Saved entries

◇ ◇ ◇ ◇

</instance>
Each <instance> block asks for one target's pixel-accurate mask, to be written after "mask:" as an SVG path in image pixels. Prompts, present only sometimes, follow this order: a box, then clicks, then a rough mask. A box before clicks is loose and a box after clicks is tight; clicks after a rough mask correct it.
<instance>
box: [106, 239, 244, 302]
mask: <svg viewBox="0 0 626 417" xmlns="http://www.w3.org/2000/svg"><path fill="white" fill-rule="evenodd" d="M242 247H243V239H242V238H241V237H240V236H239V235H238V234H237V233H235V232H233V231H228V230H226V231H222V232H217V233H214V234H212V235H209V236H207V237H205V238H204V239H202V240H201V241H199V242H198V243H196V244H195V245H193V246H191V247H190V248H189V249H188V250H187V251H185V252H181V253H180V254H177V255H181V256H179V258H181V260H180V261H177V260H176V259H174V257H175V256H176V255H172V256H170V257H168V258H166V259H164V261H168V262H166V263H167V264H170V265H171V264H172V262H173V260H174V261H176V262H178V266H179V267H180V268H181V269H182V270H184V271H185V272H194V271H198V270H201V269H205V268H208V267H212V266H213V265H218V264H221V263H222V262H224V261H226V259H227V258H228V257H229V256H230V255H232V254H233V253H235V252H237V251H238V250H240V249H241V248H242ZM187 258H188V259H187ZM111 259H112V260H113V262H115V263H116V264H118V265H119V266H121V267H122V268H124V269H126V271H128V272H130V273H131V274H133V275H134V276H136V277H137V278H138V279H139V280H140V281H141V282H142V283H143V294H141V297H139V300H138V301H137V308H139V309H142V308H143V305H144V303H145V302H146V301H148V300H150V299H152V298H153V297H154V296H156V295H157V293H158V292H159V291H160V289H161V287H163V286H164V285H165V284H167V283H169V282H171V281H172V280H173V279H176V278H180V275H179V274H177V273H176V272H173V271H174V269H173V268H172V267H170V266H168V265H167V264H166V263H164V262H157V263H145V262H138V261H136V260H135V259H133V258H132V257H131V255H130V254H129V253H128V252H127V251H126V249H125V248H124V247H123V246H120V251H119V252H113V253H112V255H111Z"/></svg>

◇ ◇ ◇ ◇

→ Problem requirements:
The entries above must be repeated word for word.

→ Expected answer:
</instance>
Each <instance> block asks for one target's pixel-accurate mask, to be written after "mask:" as an SVG path in image pixels. Prompts, present only sometimes, follow this order: a box, then clicks, then a rough mask. A box before clicks is loose and a box after clicks is tight; clicks after a rough mask correct it.
<instance>
box: [106, 239, 244, 302]
mask: <svg viewBox="0 0 626 417" xmlns="http://www.w3.org/2000/svg"><path fill="white" fill-rule="evenodd" d="M242 247H243V239H242V238H241V237H240V236H239V235H238V234H237V233H235V232H233V231H228V230H226V231H222V232H217V233H214V234H212V235H209V236H207V237H205V238H204V239H202V240H201V241H199V242H198V243H196V244H195V245H193V246H191V247H190V248H189V249H188V250H187V251H185V252H181V253H180V254H177V255H181V256H179V258H181V260H180V261H177V260H176V259H174V257H175V256H176V255H172V256H170V257H168V258H166V259H164V261H168V262H166V263H167V264H170V265H171V264H172V262H173V260H174V261H176V262H178V266H179V267H180V268H181V269H182V270H184V271H185V272H194V271H198V270H201V269H205V268H208V267H212V266H213V265H218V264H221V263H222V262H224V261H226V259H227V258H228V257H229V256H230V255H232V254H233V253H235V252H237V251H238V250H240V249H241V248H242ZM187 258H188V259H187ZM111 259H112V260H113V262H115V263H116V264H118V265H119V266H121V267H122V268H124V269H126V271H128V272H130V273H131V274H133V275H134V276H136V277H137V278H138V279H139V280H140V281H141V282H142V283H143V294H141V297H139V300H138V301H137V308H139V309H142V308H143V305H144V303H145V302H146V301H148V300H150V299H152V298H153V297H154V296H156V295H157V293H158V292H159V291H160V289H161V287H163V286H164V285H165V284H167V283H169V282H171V281H172V280H173V279H176V278H180V275H179V274H177V273H176V272H173V271H174V269H173V268H172V267H170V266H168V265H167V264H166V263H164V262H157V263H145V262H138V261H136V260H135V259H133V258H132V257H131V255H130V254H129V253H128V252H127V251H126V249H125V248H124V247H123V246H120V251H119V252H113V253H112V255H111Z"/></svg>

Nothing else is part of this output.